Dans le film, le personnage de Blue est en réalité incarné par plusieurs dauphins rencontrés au gré des séquences. Et une fois l’animal trouvé, rien n’est acquis. « Un dauphin qui voit un plongeur vient jouer, taper dans la caméra » - raconte Denis Lagrange. « Mais il faut des images où il ne s’occupe pas de l’objectif. Cela implique de rester longtemps, pour qu’il nous oublie, avec le risque que, tout à coup, il file. » Filmer la mer et ses habitants est donc un casse-tête. Pour Blue, les techniciens ont utilisé des jet-skis ou encore une caméra montée sur une perche et immergée sous la surface depuis un bateau. Les équipes ont posé des trépieds au fond de l’eau, pour les plans fixes, et un bras mécanique, pour des travellings. En Polynésie, Denis Lagrange plonge avec des caméras de cinéma enfermées dans des caissons étanches, construits sur mesure par une entreprise suisse. Un câble permet de faire la mise au point de l’image à distance : un deuxième plongeur, équipé d’un écran, s’en charge ou un assistant resté sur le bateau.  En revanche, pas d’inquiétude pour le son, il sera ajouté ensuite en post-production. Plutôt que des bouteilles, les techniciens utilisent des « recycleurs », qui permettent de plonger plusieurs heures et de ne pas rejeter de bulles, perçues comme une menace par la faune marine. Pour repérer les baleines, Denis Lagrange a compté sur ses amis installés à Tahiti et Moorea. Ils le préviennent quand ils en aperçoivent dans le lagon. Une fois sur place, il faut prendre des précautions. Un nageur avec un masque et un tuba va d’abord vérifier qu’elles sont calmes. Dans ce cas, Denis plonge avec sa caméra pour s’approcher au plus près de ces mastodontes gros comme des bus. Moins il y a d’eau entre l’objectif et la baleine, plus l’image est nette. Quant aux requins, ils ont été filmés près de l’atoll de Fakarava, à 300 kilomètres de Tahiti. Des centaines de requins gris chassent la nuit dans ce récif coralien, saturant l’eau de leurs corps massifs.

__DÉFI__:
Prolongez le texte sur le tournage sous-marin du film Blue à partir de sa dernière phrase.

__DONNÉES EXTRAITES__:
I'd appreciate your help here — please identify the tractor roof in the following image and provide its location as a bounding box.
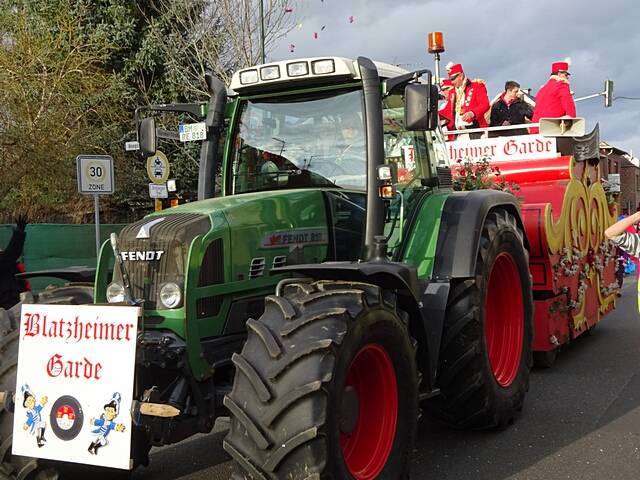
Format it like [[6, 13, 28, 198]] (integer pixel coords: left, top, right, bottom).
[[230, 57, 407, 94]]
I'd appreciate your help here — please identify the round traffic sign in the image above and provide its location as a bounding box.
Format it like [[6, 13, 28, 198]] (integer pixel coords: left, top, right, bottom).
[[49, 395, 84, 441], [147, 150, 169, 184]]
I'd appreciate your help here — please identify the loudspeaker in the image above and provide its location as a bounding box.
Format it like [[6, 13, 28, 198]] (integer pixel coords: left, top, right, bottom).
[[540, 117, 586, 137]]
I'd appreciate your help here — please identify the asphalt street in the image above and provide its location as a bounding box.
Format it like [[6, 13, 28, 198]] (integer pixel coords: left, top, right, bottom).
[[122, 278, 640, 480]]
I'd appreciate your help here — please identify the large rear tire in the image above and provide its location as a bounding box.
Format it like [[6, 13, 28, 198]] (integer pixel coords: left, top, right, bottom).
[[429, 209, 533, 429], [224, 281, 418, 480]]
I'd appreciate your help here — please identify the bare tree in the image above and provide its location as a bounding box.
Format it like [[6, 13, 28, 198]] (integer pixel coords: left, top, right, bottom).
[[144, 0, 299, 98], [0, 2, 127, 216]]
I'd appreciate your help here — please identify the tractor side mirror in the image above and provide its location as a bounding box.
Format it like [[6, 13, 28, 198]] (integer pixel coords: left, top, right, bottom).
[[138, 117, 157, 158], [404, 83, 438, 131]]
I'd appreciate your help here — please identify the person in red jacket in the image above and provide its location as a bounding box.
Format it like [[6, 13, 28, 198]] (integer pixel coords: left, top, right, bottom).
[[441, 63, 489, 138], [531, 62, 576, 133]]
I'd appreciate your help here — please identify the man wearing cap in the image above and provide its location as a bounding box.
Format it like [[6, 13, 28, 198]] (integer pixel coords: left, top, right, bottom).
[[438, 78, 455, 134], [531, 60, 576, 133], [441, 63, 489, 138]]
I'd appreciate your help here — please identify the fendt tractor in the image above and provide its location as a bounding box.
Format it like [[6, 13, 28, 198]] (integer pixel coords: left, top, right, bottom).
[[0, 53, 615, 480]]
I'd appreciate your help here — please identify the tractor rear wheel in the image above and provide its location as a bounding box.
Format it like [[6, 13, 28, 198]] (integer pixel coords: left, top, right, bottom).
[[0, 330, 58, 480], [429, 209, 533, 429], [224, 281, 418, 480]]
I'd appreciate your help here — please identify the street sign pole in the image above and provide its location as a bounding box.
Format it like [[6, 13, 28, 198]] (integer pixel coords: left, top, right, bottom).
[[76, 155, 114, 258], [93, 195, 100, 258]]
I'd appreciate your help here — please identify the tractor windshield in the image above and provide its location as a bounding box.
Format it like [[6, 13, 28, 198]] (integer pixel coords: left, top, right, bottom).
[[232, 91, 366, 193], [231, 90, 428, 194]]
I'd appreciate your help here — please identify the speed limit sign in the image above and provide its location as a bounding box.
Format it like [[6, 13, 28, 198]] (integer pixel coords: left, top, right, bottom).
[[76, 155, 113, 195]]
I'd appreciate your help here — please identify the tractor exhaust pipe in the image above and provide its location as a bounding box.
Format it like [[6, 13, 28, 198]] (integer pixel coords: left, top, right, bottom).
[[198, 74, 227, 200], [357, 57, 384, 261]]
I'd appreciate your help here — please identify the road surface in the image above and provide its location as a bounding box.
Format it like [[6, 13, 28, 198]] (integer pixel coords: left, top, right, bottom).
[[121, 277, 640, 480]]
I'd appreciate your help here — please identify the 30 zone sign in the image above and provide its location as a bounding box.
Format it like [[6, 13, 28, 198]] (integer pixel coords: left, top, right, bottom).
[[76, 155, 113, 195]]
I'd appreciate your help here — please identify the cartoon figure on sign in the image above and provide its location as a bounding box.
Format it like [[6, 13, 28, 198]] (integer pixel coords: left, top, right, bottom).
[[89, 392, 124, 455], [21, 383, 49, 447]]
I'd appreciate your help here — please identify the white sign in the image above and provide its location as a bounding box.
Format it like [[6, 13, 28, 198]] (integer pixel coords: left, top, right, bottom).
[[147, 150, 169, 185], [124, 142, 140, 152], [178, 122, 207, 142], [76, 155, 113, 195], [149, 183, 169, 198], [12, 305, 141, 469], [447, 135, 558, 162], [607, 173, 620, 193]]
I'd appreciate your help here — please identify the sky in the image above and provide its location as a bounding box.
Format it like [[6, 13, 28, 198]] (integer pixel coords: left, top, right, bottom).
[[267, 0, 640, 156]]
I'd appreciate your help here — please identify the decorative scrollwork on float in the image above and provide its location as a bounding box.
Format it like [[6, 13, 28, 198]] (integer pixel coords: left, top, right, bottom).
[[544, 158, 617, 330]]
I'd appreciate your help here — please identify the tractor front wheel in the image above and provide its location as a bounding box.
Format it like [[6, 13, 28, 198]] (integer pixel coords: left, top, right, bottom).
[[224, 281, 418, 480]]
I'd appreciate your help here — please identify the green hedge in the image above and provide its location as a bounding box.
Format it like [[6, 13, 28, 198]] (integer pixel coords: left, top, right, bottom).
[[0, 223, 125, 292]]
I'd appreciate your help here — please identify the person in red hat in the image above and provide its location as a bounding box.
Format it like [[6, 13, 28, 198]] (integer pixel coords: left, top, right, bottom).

__RÉSULTAT__:
 


 

Voilà comment, après des mois de travail, s’est élaboré ce documentaire qui rend grâce à la beauté des profondeurs, aux océans que l’homme met en permanence en danger, univers d’une beauté et d’une intensité de vie stupéfiant. Le message n’a certes pas la force de celui d’ « Océans » qui, il y a quelques années, avait mis le doigt sur les monstruosités perpétrées avec une inconscience coupable et qui, d’ici une quarantaine d’années, auront pratiquement anéanti un tiers de la vie sous-marine, désastre écologique  irréversible. Ce film est une immersion dans un monde en voie de disparition avancée dont la beauté, la puissance, la diversité, la splendeur rendent d’autant plus tragiques les inconséquences de l’homme et tentent de lui faire prendre conscience de ce qu’il est en train de sacrifier, cela malgré un texte un peu faible à mon goût, étant donné la gravité  des faits.

 

Bien que ce narratif soit un peu faible, ne ratez pas le documentaire et la plongée dans ces eaux matricielles et initiatrices, là où la vie est sans doute la plus imaginative et la plus féconde, étant donné les couleurs, les formes, les comportements de cette multitude de vivants. Le spectacle ravit  les yeux et donne à méditer sur nos comportements de prédateurs aveugles, insoucieux et imprévoyants qui ne semblent pas avoir  pris la mesure ... du désastre programmé.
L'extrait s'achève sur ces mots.